请列出页面摘录中商品信息表product所含的全部商品名称。

_页面摘录_.
************

• MapReduce实战(五)实现关联查询


    需求:

    利用MapReduce程序,实现SQL语句中的join关联查询。

    订单数据表order:

    id date pid amount
    1001 20150710 P0001 2
    1002 20150710 P0001 3
    1002 20150710 P0002 3
    1003 20150710 P0003 4

    商品信息表product:

    pid pname category_id price
    P0001 小米6 1000 2499
    P0002 锤子T3 1001 2500
    P0003 三星S8 1002 6999

    假如数据量巨大,两表的数据是以文件的形式存储在HDFS中,需要用mapreduce程序来实现一下SQL查询运算:

    select  a.id,a.date,b.name,b.category_id,b.price from t_order a join t_product b on a.pid = b.id

    分析:

    通过将关联的条件作为map输出的key,将两表满足join条件的数据并携带数据所来源的文件信息,发往同一个reduce task,在reduce中进行数据的串联。

    实现:

    首先,我们将表中的数据转换成我们需要的格式:

    order.txt:

    1001,20150710,P0001,2
    1002,20150710,P0001,3
    1002,20150710,P0002,3
    1003,20150710,P0003,4

    product.txt:

    P0001,小米6,1000,2499
    P0002,锤子T3,1001,2500
    P0003,三星S8,1002,6999

    并且导入到HDFS的/join/srcdata目录下面。

    因为我们有两种格式的文件,所以在map阶段需要根据文件名进行一下判断,不同的文案进行不同的处理。同理,在reduce阶段我们也要针对同一key(pid)的不同种类数据进行判断,是通过判断id是否为空字符串进行判断的。

************

_给定数据_.

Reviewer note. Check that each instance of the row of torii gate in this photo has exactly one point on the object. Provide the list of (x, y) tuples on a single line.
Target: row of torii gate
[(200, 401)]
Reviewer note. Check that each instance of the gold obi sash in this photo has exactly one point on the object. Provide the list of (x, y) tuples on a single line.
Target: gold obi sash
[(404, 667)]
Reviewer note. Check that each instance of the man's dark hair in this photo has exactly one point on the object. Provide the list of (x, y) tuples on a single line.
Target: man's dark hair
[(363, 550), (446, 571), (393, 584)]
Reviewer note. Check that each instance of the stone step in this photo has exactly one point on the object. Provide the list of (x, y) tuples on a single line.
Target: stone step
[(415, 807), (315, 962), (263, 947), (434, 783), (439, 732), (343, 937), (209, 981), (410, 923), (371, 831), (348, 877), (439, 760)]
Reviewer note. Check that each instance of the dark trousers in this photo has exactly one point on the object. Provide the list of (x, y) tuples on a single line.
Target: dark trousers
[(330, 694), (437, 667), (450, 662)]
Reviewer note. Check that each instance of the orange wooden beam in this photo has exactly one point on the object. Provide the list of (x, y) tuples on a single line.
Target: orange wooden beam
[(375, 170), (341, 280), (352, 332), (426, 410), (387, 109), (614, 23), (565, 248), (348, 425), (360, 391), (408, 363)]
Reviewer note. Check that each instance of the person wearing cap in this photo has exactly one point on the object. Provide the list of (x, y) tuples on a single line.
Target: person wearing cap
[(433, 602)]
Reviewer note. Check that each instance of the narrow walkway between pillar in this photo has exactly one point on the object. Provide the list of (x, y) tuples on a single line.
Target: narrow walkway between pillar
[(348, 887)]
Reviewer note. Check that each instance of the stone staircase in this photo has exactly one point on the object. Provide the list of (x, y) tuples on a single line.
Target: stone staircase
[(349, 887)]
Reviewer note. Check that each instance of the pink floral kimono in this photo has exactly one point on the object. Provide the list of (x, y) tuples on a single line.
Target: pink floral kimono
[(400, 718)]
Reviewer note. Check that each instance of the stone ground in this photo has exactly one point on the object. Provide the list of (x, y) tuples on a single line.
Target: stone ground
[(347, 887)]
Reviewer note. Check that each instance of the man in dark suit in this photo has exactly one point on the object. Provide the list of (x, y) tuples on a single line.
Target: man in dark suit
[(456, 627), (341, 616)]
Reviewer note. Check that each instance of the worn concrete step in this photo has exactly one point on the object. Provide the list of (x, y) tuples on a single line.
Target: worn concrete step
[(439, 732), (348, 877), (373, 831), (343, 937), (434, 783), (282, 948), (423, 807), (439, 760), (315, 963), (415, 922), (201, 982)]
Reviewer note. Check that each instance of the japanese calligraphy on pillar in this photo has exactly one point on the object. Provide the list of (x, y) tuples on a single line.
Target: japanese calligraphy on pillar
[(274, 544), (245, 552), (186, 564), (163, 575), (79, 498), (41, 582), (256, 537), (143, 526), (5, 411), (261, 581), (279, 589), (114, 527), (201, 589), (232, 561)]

************

_回答_. 商品信息表product中的商品名称是小米6、锤子T3和三星S8。